** Work required **
Rewrite the items with "small tree" replaced by "young tree", leaving every other word unchanged.
::: Records for the task
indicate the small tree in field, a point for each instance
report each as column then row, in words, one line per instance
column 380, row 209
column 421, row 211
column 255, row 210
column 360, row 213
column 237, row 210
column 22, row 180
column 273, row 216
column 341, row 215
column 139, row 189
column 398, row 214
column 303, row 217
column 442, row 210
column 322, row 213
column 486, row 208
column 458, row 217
::::::
** Exercise response **
indicate the young tree in field, a point for each instance
report each as column then row, in words, one line per instance
column 380, row 209
column 421, row 211
column 255, row 210
column 360, row 213
column 237, row 210
column 22, row 180
column 273, row 216
column 341, row 215
column 139, row 189
column 398, row 214
column 303, row 217
column 442, row 210
column 322, row 213
column 486, row 208
column 458, row 217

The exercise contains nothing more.